**DATA:**

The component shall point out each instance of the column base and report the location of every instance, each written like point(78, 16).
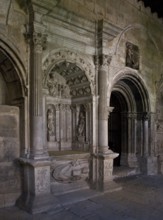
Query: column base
point(37, 203)
point(149, 165)
point(36, 194)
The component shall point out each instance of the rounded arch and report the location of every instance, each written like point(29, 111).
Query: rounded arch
point(127, 123)
point(130, 83)
point(55, 58)
point(10, 58)
point(132, 27)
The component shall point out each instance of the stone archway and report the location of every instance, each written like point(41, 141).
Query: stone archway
point(131, 104)
point(67, 94)
point(12, 127)
point(68, 86)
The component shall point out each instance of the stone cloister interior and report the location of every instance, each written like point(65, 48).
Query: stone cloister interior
point(81, 94)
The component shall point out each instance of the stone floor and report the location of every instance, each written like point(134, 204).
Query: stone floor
point(141, 198)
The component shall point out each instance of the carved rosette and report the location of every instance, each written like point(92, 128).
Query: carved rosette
point(104, 61)
point(39, 41)
point(66, 55)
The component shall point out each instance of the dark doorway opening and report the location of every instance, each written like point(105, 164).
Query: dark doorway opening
point(114, 131)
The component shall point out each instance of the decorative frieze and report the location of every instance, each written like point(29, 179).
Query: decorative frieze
point(72, 62)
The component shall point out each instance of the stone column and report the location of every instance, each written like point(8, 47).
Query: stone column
point(124, 138)
point(132, 159)
point(105, 155)
point(36, 103)
point(103, 108)
point(152, 158)
point(36, 195)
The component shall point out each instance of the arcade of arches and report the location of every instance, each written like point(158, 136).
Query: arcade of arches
point(81, 95)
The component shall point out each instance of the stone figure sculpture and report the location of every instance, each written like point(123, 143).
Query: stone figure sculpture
point(132, 56)
point(50, 124)
point(81, 125)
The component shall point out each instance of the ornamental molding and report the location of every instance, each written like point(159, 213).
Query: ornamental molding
point(83, 63)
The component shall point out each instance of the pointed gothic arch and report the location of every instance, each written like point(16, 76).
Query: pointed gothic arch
point(131, 103)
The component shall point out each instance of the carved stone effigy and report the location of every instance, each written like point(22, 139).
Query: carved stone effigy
point(69, 170)
point(51, 124)
point(132, 55)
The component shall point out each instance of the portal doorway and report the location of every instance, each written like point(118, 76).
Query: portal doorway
point(128, 123)
point(117, 129)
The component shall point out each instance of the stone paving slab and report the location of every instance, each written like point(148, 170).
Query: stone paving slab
point(141, 198)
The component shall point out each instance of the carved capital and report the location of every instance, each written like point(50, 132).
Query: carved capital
point(146, 116)
point(110, 109)
point(104, 60)
point(39, 41)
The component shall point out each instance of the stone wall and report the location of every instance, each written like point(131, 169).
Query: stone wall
point(9, 153)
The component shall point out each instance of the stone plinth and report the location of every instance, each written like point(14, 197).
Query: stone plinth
point(36, 196)
point(149, 165)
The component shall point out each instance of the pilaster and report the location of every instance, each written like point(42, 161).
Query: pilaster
point(36, 196)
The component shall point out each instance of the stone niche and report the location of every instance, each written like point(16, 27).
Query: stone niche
point(67, 109)
point(9, 152)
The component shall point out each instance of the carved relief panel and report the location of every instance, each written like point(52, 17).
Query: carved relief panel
point(132, 56)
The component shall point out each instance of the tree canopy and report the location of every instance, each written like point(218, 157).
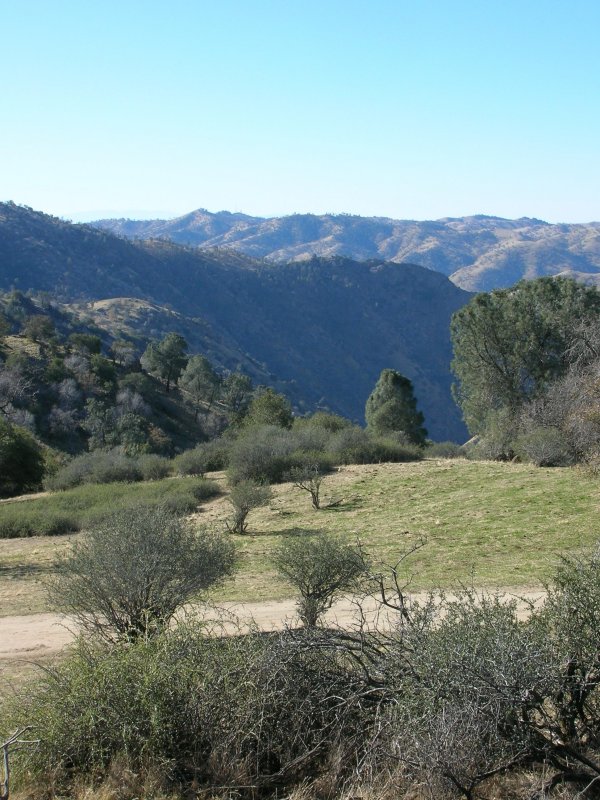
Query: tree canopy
point(166, 359)
point(392, 407)
point(510, 344)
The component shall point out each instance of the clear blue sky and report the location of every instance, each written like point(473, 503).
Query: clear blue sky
point(410, 109)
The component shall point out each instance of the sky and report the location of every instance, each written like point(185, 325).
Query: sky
point(411, 109)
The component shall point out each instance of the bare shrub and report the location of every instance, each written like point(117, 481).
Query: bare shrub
point(130, 574)
point(244, 497)
point(320, 567)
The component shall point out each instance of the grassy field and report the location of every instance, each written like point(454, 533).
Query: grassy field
point(495, 524)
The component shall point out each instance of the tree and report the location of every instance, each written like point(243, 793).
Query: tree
point(166, 359)
point(392, 407)
point(510, 344)
point(132, 572)
point(270, 408)
point(245, 496)
point(320, 567)
point(308, 477)
point(39, 328)
point(86, 343)
point(236, 392)
point(123, 352)
point(21, 460)
point(200, 381)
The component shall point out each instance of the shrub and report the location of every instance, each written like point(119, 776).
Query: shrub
point(356, 446)
point(261, 454)
point(544, 447)
point(191, 462)
point(320, 567)
point(21, 460)
point(205, 712)
point(100, 466)
point(132, 572)
point(153, 467)
point(444, 450)
point(245, 496)
point(83, 506)
point(15, 525)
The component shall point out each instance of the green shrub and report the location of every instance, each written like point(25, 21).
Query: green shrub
point(16, 525)
point(191, 462)
point(205, 712)
point(444, 450)
point(261, 454)
point(357, 446)
point(100, 466)
point(244, 496)
point(21, 460)
point(544, 447)
point(153, 467)
point(78, 508)
point(128, 576)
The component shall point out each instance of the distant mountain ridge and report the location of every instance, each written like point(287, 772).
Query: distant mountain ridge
point(478, 253)
point(321, 330)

**AIM OF THE EXERCISE:** Would you output, from the records above, exactly the run of lines that starts at the line containing "The component shall point out each instance of the stone paving" and ends at the line containing "The component shall point out each instance of the tree canopy", and only that run?

**ANSWER FOR THIS EXERCISE:**
The component shall point out each instance of the stone paving slab and report the location of every instance, each written like point(148, 170).
Query: stone paving slab
point(141, 198)
The component shall point out each instance of the carved capital and report the location of every instance, each written like point(50, 132).
Query: carved capital
point(146, 116)
point(110, 109)
point(104, 60)
point(39, 41)
The component shall point out each instance of the stone wall and report the location of every instance, each written like point(131, 169).
Query: stone wall
point(9, 153)
The component shall point out each instance of the stone plinth and report the location of every instance, each written like point(14, 197).
Query: stone plinth
point(36, 196)
point(149, 165)
The component shall point out each instance of the pilaster and report the location of every instance, each written like point(42, 161).
Query: pilaster
point(36, 196)
The component shall point out each instance of the stone niche and report the location of every instance, each written like point(16, 27).
Query: stone niche
point(67, 109)
point(9, 152)
The component shall point out each instance of the carved relief panel and report the location of every instance, each written like point(52, 17).
Query: carved relief panel
point(132, 56)
The component shall point out each instance of the tree canopy and report the location of every instance, each written like point(218, 157).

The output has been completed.